____ Excerpted passage

Time is running out on the 8th Assembly of the Nigerian legislature to pass in totality a draft bill that has been with them for almost nine years since 2008, and which was conceived and agreed to be drafted through a set committee almost in the year 2000, almost two decades.

This draft bill is called the Petroleum Industry Bill (PIB), and has now been segmented into four different bills.

If this law is not fully passed by the legislature and assented to by the executive, it could send negative signals to the public that Nigerian officials may be doing great disservice to their people and especially to a sector that pays their bills. This could otherwise mean that the two arms of government are killing the bill that is designed to better develop a sector that majorly pays their own bills, the petroleum sector.

So far, only the Petroleum Industry Governance Bill (PIGB) segment of the PIB has been passed by the National Assembly, but the President has declined assenting to it.

Other components of the Petroleum Industry Bill (PIB) which have neither been passed nor assented to are the Petroleum Industry Fiscal Bill (PIFB); Petroleum Host Community Bill (PHCB); and Petroleum Industry Administration Bill (PIAB).

The Petroleum Industry Fiscal Bill is to ensure progressive framework that encourages sustained investments, growth and revenue to government; serve the socioeconomic needs of all stakeholders; and clarify legislative aspects of the fiscal regime from the negotiable aspects of contractual obligations.

On the other hand, Petroleum Host Community Bill is to ensure shared prosperity and sustainable development of petroleum host communities; provide direct economic benefits to host communities; and assure inclusiveness, enhance peaceful co-existence and harmonious relationship, while Petroleum Industry Administration Bill is to enhance efficient, effective and sustainable development of the sector; encourage and facilitate local and foreign investment; promote transparency and accountability; promote liberalization of the downstream sector; and ensure best practices in petroleum operations.

In October 2016, the Nigeria Extractive Industries Transparency Initiative (NEITI) published a policy brief, entitled “The Urgency of a New Petroleum Sector Law.”

The paper estimated the cost of business uncertainty, lack of clarity, and inadequate transparency mechanisms in eight years at more than $200 billion.

The paper showed how Nigeria is increasingly in competition for oil and gas investments with many other African countries, not to talk of other oil jurisdictions.

In addition, the paper also traced the beginning of the search for a composite and more appropriate law for the sector to the inauguration of the Oil and Gas Reform Committee on 24th April 2000, about 19 years ago, and to the presentation of the first Petroleum Industry Bill (PIB) to the National Assembly in September 2008, over ten years ago.

However, President Muhammadu Buhari withheld assent to the harmonized Petroleum Industry Governance Bill (PIGB) for constitutional and legal reasons.

On June 8, 2018 the Senate sent to the president for final assent into law the harmonized draft Bill earlier approved by the House of Representatives.

But, the president declined assent to the draft law initiated to update the outdated Petroleum Act and replace its provisions with a more comprehensive and current legal framework that aligned with global standards.

Confirming the president’s decision to decline assent, Senator Ita Enang, the President’s Special Assistant on National Assembly Matters, who was also a former Senator, said the decision was conveyed in separate presidential communications delivered to the leadership of the two Chambers of the National Assembly on July 29, 2018.

________
____ Records

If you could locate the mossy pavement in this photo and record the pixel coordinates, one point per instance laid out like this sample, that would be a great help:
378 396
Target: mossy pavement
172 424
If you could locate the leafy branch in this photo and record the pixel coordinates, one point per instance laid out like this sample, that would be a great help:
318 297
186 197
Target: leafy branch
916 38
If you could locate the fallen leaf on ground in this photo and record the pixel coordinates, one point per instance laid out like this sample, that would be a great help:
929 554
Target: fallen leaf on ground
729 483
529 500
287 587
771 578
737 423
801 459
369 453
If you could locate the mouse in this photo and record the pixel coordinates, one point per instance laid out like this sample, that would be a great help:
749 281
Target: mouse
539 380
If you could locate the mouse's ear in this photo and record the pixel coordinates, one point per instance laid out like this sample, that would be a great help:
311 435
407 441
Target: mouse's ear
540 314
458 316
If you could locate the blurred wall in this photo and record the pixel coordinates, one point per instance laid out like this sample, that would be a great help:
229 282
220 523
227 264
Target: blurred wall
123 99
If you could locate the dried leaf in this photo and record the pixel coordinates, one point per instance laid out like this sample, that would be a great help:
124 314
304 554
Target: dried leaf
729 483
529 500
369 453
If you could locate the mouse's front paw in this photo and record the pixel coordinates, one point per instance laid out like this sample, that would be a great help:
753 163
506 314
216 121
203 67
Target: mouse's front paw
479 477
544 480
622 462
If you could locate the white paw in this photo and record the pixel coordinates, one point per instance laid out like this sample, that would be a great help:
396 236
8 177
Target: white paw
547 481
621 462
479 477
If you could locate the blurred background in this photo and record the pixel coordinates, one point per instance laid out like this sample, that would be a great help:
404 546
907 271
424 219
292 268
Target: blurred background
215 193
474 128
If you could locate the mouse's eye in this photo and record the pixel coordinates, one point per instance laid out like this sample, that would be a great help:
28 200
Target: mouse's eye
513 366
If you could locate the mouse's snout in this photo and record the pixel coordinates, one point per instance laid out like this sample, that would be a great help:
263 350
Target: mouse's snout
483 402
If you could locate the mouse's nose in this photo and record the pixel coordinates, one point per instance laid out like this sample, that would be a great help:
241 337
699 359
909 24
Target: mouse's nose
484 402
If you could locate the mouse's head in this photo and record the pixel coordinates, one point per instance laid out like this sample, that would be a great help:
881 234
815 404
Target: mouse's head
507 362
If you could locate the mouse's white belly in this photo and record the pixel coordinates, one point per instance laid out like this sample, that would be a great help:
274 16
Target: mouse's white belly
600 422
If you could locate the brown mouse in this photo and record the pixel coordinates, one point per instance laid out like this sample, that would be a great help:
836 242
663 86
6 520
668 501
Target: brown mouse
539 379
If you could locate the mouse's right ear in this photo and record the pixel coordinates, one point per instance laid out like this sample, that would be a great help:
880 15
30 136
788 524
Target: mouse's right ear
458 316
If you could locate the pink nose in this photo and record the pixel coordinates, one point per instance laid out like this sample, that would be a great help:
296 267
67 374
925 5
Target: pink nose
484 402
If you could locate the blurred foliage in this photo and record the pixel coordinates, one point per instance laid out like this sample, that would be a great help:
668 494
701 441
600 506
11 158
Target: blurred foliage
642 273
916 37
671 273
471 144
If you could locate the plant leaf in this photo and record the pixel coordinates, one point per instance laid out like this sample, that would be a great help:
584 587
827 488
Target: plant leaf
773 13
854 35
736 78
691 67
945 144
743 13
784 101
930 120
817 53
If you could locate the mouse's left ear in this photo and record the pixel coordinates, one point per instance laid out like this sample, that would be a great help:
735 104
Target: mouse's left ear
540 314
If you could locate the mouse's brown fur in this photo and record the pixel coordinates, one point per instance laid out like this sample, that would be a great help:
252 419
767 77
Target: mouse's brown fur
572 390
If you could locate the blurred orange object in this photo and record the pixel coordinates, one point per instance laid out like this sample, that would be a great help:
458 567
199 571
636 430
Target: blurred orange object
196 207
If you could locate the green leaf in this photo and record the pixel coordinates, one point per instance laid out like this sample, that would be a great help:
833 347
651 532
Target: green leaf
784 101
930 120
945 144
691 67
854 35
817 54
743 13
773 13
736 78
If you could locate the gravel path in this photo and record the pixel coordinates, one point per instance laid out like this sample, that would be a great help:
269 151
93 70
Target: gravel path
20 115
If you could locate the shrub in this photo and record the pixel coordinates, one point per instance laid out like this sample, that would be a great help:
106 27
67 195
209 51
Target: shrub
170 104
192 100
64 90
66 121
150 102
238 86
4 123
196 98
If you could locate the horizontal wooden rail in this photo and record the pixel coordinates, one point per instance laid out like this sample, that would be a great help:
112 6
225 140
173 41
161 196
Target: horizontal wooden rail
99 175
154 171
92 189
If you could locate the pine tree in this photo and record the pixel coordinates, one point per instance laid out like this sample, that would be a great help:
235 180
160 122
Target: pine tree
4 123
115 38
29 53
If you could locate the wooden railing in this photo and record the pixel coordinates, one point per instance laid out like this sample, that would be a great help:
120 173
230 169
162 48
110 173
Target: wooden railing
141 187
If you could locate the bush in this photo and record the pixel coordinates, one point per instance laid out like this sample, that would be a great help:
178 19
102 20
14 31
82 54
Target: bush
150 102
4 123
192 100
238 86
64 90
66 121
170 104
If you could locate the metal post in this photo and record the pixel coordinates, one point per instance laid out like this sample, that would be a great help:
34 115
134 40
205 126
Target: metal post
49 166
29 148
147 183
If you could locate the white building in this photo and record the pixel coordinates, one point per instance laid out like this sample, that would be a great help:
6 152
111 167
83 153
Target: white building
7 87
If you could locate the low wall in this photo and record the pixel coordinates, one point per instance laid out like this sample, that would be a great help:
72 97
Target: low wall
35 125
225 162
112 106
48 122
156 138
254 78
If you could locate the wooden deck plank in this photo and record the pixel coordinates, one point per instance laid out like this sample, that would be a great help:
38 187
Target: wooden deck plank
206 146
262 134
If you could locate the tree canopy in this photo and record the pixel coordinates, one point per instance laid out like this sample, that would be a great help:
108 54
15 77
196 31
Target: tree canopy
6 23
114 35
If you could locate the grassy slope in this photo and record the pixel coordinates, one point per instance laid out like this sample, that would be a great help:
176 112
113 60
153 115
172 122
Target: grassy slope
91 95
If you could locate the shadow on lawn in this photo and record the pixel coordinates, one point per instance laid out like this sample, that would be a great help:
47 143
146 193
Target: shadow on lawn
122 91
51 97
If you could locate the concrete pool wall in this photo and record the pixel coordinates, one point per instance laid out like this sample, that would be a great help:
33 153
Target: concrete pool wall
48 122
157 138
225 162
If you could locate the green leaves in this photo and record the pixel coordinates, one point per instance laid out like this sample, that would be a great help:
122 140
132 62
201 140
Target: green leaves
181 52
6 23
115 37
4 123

________

§ Objectives
**A)** Tally the lines in the entries that contain the string "dried", treating uppercase and lowercase as different, and give only the number.
**B)** Resume the passage on Nigeria's Petroleum Industry Bill after its final sentence.

§ Solved problems
**A)** 2

**B)**
“By Presidential communication of July 29, 2018 addressed to the Senate and House of Representatives, Mr President did communicate decline of assent to the Petroleum Industry Governance Bill, 2018 for constitutional and legal reasons stated therein,” the statement read.

Although Senator Enang said “by convention, it is inappropriate to speak on the content of Executive communication addressed to the Legislature until same has been read on the floor in plenary”, he urged the legislature to understand the peculiar circumstance under which the clarification was issued.

He blamed it on the misrepresentation of the communication in the media to the public domain apparently with a deliberate intent to blackmail the executive, and ”if not promptly handled, may set the two arms of government against the public and the international investment community”.

It has been alleged that the President withheld assent to the proposed law because he felt there were some sections that sought to whittle down the power of the Minister of Petroleum Resources and vest same in some technocrats.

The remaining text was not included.